Task directions: Repeat the lines of the material below exactly, beginning at the one with "Class, indicate each instance of the stage" and stopping after the last.

Entries supplied:
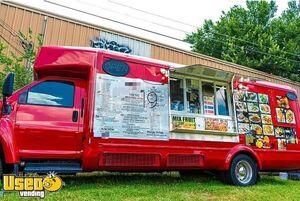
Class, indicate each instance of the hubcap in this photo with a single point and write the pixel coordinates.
(243, 171)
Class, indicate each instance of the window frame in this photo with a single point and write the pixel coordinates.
(201, 80)
(60, 106)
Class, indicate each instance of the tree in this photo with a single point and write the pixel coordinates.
(21, 66)
(254, 37)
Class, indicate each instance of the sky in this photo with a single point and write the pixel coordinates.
(166, 21)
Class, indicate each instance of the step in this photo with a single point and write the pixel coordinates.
(57, 167)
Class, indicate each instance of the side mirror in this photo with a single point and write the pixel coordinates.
(8, 85)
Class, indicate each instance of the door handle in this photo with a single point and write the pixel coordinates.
(75, 116)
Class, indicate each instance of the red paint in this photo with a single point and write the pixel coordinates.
(42, 132)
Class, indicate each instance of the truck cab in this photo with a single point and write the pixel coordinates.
(90, 109)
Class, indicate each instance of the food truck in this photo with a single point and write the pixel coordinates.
(92, 110)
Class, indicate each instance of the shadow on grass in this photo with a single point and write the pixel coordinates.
(168, 178)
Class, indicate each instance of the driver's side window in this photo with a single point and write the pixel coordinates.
(50, 93)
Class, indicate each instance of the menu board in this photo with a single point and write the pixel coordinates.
(216, 124)
(284, 114)
(180, 122)
(130, 108)
(254, 117)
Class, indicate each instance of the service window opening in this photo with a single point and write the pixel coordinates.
(199, 97)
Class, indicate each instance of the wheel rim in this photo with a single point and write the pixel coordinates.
(243, 172)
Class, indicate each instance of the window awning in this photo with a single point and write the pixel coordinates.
(198, 70)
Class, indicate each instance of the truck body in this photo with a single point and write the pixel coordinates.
(90, 109)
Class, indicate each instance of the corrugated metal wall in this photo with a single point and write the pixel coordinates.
(61, 31)
(137, 47)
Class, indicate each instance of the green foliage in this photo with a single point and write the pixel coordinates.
(21, 66)
(254, 37)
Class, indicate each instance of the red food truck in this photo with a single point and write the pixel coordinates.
(89, 109)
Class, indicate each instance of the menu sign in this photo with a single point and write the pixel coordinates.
(209, 105)
(130, 108)
(254, 117)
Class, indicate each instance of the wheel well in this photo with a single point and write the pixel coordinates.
(247, 153)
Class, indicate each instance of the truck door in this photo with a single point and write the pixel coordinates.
(48, 123)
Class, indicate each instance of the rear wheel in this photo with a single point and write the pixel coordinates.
(242, 172)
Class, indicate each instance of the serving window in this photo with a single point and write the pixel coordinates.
(197, 96)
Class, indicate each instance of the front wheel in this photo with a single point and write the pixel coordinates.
(242, 172)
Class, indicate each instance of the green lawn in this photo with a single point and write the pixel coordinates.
(167, 186)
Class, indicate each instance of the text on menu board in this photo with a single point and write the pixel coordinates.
(130, 108)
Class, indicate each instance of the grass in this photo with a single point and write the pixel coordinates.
(166, 186)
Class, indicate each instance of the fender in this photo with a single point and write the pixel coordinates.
(241, 149)
(8, 142)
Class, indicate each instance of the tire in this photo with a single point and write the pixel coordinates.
(243, 171)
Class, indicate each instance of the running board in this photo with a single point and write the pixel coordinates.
(57, 167)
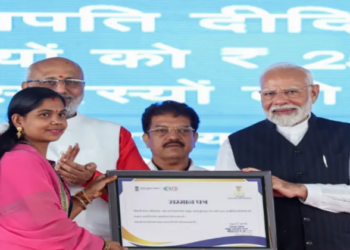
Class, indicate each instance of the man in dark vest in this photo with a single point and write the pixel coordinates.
(307, 156)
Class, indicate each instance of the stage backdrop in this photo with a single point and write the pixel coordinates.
(208, 54)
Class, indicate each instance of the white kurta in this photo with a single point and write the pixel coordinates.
(332, 198)
(99, 143)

Solution:
Class, indicate each instance of the stage backdrop in this photo with a single point and write the pixel coordinates.
(208, 54)
Class, indicate each instance of the white kurta in this photo with a single point and write the pixel coordinates.
(332, 198)
(99, 143)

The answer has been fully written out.